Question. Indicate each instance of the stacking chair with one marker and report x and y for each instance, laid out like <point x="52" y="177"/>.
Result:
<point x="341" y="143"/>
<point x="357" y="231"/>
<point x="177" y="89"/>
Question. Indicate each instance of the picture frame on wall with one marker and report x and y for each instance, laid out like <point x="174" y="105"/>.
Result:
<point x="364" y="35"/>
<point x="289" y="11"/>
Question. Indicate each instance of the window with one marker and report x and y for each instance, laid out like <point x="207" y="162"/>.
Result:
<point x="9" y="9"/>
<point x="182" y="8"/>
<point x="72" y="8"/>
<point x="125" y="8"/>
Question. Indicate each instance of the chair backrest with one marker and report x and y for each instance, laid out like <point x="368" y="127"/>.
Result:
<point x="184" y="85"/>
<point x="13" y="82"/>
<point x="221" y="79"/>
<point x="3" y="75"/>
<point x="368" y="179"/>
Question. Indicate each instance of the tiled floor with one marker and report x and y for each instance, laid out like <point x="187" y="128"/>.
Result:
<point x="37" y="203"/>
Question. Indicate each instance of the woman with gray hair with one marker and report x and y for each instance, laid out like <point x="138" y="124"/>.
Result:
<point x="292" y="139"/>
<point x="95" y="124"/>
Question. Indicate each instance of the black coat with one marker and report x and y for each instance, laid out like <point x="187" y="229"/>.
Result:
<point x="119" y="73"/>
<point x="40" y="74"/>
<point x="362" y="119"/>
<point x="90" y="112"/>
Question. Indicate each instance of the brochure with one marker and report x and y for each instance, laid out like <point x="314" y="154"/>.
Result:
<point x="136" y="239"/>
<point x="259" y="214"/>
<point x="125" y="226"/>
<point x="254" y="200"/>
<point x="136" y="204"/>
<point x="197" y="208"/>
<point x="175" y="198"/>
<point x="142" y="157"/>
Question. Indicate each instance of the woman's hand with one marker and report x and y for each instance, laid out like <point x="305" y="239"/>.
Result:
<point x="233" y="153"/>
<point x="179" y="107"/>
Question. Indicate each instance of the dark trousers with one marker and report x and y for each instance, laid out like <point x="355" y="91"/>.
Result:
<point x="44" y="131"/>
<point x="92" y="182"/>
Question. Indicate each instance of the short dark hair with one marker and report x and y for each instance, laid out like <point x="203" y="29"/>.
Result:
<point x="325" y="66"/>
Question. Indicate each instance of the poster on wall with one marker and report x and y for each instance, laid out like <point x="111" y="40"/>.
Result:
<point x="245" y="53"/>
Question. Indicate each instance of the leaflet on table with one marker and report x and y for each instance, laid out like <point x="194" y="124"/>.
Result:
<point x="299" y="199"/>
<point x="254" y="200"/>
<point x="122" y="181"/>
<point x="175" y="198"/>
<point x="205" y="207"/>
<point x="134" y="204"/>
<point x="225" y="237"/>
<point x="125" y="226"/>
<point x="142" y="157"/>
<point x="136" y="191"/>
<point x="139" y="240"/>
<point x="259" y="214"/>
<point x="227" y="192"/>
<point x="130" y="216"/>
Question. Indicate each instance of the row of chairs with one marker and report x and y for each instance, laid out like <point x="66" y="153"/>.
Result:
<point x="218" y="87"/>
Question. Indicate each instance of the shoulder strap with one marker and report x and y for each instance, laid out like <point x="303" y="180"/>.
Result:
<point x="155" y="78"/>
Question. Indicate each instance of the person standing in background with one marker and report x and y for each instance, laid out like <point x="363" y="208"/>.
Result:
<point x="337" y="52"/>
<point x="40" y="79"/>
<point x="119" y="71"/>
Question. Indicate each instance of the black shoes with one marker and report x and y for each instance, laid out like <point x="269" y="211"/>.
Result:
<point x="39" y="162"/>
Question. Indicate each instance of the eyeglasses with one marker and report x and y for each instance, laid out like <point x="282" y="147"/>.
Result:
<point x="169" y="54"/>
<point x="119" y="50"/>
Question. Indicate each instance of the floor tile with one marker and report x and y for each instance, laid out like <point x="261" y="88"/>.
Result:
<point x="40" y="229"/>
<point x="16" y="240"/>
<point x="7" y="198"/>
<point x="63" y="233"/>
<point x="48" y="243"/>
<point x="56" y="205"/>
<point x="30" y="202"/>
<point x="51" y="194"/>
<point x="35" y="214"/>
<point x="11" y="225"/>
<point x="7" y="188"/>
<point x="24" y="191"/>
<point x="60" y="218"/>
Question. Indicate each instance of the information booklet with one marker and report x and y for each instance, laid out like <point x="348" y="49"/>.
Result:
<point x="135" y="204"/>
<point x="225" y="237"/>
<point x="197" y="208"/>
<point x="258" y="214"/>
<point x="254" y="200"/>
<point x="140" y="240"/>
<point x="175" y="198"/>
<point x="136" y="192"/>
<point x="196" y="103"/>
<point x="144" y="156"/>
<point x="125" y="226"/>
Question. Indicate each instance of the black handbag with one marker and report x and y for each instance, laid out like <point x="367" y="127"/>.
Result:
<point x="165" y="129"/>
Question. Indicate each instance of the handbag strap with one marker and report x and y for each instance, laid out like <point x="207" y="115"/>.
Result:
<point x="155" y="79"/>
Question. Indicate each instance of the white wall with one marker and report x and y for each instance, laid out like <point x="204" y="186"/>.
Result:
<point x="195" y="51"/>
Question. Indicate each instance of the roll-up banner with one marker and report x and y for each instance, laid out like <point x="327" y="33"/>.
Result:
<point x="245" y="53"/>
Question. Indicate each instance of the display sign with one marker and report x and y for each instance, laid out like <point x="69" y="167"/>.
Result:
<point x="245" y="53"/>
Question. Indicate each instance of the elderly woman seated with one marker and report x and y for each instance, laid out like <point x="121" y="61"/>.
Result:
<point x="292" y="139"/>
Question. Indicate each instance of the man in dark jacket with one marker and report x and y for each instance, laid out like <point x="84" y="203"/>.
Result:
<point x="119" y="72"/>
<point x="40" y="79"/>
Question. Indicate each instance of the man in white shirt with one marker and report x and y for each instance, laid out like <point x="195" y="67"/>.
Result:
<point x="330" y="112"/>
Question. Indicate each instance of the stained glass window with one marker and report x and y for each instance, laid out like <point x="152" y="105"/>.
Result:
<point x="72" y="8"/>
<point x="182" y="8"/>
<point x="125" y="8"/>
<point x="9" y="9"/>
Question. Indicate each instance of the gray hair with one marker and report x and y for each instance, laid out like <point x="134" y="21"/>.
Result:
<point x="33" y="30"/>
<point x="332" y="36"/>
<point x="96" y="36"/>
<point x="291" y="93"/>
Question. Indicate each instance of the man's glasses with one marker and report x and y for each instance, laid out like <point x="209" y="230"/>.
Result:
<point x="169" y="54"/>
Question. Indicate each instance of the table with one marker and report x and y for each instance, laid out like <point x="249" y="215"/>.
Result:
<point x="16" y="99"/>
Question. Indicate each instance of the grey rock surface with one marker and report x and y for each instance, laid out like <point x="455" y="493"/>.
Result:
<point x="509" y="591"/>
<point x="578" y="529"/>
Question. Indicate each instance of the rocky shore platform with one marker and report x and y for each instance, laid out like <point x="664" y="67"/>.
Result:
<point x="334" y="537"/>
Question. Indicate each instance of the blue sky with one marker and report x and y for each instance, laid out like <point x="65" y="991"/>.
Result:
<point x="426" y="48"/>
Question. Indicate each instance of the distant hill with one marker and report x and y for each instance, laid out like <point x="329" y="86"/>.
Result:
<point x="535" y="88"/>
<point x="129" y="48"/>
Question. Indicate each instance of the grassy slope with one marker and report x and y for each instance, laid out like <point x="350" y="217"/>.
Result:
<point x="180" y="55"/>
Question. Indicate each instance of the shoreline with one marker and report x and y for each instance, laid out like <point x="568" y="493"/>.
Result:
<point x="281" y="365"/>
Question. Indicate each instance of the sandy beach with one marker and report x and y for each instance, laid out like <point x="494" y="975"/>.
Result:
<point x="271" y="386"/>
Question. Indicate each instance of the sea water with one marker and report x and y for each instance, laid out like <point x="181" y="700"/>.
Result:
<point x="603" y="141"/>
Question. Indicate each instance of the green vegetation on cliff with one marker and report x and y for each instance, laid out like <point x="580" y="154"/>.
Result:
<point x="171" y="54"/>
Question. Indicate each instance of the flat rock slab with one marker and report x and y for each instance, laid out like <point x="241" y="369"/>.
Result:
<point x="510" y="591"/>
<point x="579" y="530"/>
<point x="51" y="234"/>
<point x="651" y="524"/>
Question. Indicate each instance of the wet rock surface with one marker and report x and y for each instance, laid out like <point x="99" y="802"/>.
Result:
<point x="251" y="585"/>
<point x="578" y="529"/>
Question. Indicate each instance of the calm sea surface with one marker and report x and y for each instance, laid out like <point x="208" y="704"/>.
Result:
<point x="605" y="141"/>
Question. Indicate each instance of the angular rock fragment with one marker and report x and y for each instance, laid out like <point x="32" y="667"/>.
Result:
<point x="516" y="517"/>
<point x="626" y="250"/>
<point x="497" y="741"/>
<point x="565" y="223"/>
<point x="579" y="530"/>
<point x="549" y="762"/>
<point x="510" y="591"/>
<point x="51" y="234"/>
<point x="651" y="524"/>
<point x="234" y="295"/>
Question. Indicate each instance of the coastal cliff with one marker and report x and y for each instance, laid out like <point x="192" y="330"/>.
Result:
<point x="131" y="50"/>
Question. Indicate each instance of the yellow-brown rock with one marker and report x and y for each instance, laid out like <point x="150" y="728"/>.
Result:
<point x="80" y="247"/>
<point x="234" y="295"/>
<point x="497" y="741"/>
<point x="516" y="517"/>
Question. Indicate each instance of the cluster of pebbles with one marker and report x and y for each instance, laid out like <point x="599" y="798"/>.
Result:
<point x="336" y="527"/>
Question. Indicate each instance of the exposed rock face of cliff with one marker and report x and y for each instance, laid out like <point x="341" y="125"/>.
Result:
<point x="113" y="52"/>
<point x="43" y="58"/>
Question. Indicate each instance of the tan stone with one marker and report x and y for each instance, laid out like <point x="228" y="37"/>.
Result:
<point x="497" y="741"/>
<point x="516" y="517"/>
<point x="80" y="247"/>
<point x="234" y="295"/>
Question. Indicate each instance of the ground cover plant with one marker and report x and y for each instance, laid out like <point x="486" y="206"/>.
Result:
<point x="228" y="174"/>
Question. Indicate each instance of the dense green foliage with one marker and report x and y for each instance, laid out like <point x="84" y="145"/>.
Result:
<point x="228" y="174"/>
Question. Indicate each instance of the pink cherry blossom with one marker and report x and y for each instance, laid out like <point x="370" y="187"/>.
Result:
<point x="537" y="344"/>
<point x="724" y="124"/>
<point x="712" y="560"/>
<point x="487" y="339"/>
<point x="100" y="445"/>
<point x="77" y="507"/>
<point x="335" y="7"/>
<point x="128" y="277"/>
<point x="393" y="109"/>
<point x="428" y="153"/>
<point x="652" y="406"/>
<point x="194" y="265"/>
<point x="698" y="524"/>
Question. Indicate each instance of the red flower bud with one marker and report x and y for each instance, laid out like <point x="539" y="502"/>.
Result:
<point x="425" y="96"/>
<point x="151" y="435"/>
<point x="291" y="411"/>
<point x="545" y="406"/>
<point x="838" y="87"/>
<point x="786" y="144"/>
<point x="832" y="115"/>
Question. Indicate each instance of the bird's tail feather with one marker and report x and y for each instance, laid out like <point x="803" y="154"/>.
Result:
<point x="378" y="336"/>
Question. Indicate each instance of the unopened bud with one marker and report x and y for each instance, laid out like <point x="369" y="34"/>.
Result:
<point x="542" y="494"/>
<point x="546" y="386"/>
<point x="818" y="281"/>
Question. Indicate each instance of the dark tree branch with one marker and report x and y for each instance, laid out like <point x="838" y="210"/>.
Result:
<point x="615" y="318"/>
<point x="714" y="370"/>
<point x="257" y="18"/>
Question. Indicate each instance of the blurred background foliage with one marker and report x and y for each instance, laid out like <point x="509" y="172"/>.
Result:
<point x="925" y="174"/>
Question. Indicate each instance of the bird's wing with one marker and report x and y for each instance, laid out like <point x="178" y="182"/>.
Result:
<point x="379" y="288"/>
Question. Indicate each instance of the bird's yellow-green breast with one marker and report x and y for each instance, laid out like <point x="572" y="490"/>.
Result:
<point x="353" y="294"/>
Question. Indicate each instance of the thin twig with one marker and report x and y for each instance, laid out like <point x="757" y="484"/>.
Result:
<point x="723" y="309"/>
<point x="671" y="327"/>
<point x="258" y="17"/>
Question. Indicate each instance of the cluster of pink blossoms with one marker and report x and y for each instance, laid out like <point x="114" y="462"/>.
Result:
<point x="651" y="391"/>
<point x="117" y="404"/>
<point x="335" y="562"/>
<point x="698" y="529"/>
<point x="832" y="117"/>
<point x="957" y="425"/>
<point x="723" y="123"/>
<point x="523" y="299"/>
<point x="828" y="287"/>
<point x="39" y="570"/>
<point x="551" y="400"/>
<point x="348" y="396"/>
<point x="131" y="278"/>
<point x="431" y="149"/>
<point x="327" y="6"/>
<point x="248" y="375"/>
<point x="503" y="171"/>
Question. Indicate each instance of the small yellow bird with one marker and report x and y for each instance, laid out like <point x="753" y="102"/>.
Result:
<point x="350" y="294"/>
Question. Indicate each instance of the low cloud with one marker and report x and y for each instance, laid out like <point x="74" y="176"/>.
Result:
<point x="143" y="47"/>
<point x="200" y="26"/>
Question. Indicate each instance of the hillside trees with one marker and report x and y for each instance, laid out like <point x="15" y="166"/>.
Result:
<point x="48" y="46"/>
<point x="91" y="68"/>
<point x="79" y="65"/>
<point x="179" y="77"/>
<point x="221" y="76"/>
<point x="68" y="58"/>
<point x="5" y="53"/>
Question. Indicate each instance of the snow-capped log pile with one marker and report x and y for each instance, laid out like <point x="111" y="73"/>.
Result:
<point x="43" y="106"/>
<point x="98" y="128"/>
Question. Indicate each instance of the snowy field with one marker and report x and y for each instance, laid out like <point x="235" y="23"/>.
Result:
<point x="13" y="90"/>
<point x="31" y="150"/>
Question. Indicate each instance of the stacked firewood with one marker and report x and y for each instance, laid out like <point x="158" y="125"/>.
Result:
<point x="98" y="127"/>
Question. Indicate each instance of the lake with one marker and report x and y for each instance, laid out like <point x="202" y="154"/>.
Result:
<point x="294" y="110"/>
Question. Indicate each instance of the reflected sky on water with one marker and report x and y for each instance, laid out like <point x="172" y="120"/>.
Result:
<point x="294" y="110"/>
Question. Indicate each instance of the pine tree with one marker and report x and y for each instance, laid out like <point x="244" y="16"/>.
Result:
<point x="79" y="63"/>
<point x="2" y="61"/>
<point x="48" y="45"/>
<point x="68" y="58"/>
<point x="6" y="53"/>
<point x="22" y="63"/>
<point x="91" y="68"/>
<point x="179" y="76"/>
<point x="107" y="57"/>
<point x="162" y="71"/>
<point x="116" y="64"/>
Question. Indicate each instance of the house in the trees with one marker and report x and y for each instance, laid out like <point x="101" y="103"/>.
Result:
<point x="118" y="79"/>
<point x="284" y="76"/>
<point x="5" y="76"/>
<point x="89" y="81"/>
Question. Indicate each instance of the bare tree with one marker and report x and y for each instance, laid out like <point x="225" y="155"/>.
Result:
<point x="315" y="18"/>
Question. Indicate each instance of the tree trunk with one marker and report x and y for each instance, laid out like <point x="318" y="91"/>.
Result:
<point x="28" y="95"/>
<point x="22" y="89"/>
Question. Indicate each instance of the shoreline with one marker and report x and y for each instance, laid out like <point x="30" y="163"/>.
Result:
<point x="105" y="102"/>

#### [The request]
Output the line containing "Question. Indicate each instance of the lake" and all lines after it to the end of the records, exactly as given.

#### [The result]
Question. Indicate each instance of the lake with one marker and report x and y for each instance, laid out like <point x="202" y="154"/>.
Result:
<point x="294" y="110"/>
Question. Indicate each instance of the reflected sky on water with one marker and report x and y for each instance, laid out like <point x="172" y="120"/>.
Result:
<point x="294" y="110"/>
Question. Indicate each instance of the pine tree with one marker and report x and y for each instance, laid out like <point x="244" y="16"/>.
Result:
<point x="79" y="63"/>
<point x="2" y="61"/>
<point x="48" y="45"/>
<point x="68" y="58"/>
<point x="6" y="53"/>
<point x="22" y="63"/>
<point x="91" y="68"/>
<point x="179" y="76"/>
<point x="107" y="57"/>
<point x="162" y="71"/>
<point x="116" y="64"/>
Question. Indicate each instance of the house in the trees with one marker and report x and y for each instance, laid out like <point x="101" y="103"/>.
Result:
<point x="118" y="79"/>
<point x="284" y="76"/>
<point x="5" y="76"/>
<point x="89" y="81"/>
Question. Indicate each instance of the bare tree with one marker and report x and y for each instance, laid out like <point x="225" y="155"/>.
Result:
<point x="315" y="18"/>
Question. Indicate each instance of the tree trunk with one marker and report x and y for each instance, laid out like <point x="318" y="91"/>.
Result:
<point x="28" y="95"/>
<point x="22" y="89"/>
Question. Indicate each instance of the shoreline with one marker and report x and y for each instance, laid out like <point x="30" y="163"/>.
Result:
<point x="105" y="102"/>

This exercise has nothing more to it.